EXTRAIT FOURNI:
Sur les cendres du World Trade Center

"J'ai aperçu ce que je pensais être des débris qui tombaient du ciel. Ce n'étaient pas des débris, mais les corps des gens qui sautaient de la tour."

Au moindre petit coup de blues, Drederick est aux côtés de Kyrie, comme lors de son premier match à la Montclair Kimberley Academy face à l'équipe de Newark. Le public local utilise la notoriété grandissante du meneur, déjà surveillé par les meilleures universités du pays, pour le perturber. Et c'est plutôt efficace.

"Avant même que je ne prenne mon premier tir, les fans se sont mis à crier : "Surcoté ! Surcoté !". Alors après avoir reçu une passe bizarre dans le coin droit, j'ai pivoté et pris un shoot à 3 points impossible pour les faire taire. Il n'y avait aucun angle mais j'ai quand même réussi à toucher le panneau. Les moqueries ont fusé. C'est le premier shoot de ma carrière...", se souvient Irving.

CONSIGNES DES TÂCHES:
A: Recopiez mot pour mot le passage de l'extrait commençant par « Sur les cendres » et se poursuivant jusqu'à « se souvient Irving. ».
B: D'après l'extrait, contre quelle équipe Kyrie joue-t-il son premier match à la Montclair Kimberley Academy ?
Les enregistrements constituent un matériau distinct de l'extrait.

DONNÉES ENREGISTRÉES:
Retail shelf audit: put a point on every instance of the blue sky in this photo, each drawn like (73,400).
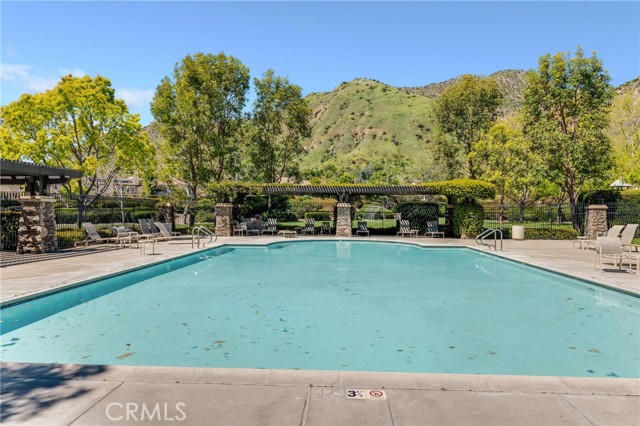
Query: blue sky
(317,44)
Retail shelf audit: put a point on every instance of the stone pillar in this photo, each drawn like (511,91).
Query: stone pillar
(37,226)
(224,219)
(343,220)
(596,220)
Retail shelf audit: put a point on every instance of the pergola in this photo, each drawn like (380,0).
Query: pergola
(37,230)
(343,192)
(37,178)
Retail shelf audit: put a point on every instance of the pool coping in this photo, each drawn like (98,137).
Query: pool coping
(323,378)
(333,380)
(79,283)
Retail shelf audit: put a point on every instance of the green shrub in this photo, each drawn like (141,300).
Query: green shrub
(600,196)
(418,213)
(318,216)
(9,222)
(68,237)
(550,234)
(468,219)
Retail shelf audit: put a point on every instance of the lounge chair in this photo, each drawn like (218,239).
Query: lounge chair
(146,228)
(325,228)
(614,231)
(240,229)
(362,229)
(271,227)
(432,230)
(626,237)
(165,234)
(94,237)
(610,248)
(309,226)
(405,229)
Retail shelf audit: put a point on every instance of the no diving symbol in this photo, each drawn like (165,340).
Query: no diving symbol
(366,394)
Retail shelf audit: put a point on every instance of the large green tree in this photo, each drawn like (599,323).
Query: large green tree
(199,113)
(566,110)
(80,125)
(464,111)
(504,158)
(624,131)
(281,118)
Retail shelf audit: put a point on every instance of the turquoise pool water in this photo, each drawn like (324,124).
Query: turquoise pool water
(335,305)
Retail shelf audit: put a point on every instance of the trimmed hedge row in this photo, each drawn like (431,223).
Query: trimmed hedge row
(468,219)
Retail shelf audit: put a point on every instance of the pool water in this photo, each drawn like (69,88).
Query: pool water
(336,305)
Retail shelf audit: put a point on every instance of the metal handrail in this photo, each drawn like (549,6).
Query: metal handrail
(488,233)
(197,232)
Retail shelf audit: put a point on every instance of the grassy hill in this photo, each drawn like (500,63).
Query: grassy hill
(365,130)
(363,124)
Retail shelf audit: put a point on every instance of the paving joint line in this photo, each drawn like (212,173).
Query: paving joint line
(578,410)
(96,403)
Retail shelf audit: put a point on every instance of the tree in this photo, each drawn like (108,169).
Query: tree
(566,105)
(504,158)
(80,125)
(199,113)
(624,131)
(464,111)
(281,118)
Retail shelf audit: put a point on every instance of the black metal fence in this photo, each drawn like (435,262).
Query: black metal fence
(548,216)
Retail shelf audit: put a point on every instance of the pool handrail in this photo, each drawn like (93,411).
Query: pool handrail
(197,232)
(488,233)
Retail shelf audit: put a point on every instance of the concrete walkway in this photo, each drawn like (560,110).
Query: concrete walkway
(49,394)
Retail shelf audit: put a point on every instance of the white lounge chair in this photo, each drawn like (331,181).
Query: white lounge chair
(94,237)
(626,237)
(614,231)
(610,248)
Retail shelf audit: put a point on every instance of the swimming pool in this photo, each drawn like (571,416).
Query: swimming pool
(335,305)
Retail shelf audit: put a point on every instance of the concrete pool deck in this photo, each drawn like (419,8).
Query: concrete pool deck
(72,394)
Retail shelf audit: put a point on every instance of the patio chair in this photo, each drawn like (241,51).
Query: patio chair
(309,226)
(271,227)
(626,237)
(432,230)
(165,234)
(254,228)
(146,229)
(240,229)
(362,229)
(614,231)
(94,237)
(325,228)
(610,248)
(405,229)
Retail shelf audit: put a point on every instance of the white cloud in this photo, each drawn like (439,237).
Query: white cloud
(26,78)
(135,97)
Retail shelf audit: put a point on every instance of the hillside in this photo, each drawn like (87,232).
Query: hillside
(511,82)
(365,124)
(365,130)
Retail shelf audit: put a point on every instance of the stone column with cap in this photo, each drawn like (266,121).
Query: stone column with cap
(37,226)
(596,220)
(224,219)
(343,220)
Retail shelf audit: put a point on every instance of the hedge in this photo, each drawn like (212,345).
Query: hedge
(418,213)
(468,219)
(9,221)
(318,216)
(549,234)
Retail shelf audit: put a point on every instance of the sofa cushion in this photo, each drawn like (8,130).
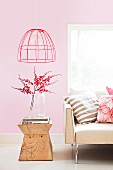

RÉPONSES PAR TÂCHE:
A:
Sur les cendres du World Trade Center

"J'ai aperçu ce que je pensais être des débris qui tombaient du ciel. Ce n'étaient pas des débris, mais les corps des gens qui sautaient de la tour."

Au moindre petit coup de blues, Drederick est aux côtés de Kyrie, comme lors de son premier match à la Montclair Kimberley Academy face à l'équipe de Newark. Le public local utilise la notoriété grandissante du meneur, déjà surveillé par les meilleures universités du pays, pour le perturber. Et c'est plutôt efficace.

"Avant même que je ne prenne mon premier tir, les fans se sont mis à crier : "Surcoté ! Surcoté !". Alors après avoir reçu une passe bizarre dans le coin droit, j'ai pivoté et pris un shoot à 3 points impossible pour les faire taire. Il n'y avait aucun angle mais j'ai quand même réussi à toucher le panneau. Les moqueries ont fusé. C'est le premier shoot de ma carrière...", se souvient Irving.

B: Contre l'équipe de Newark.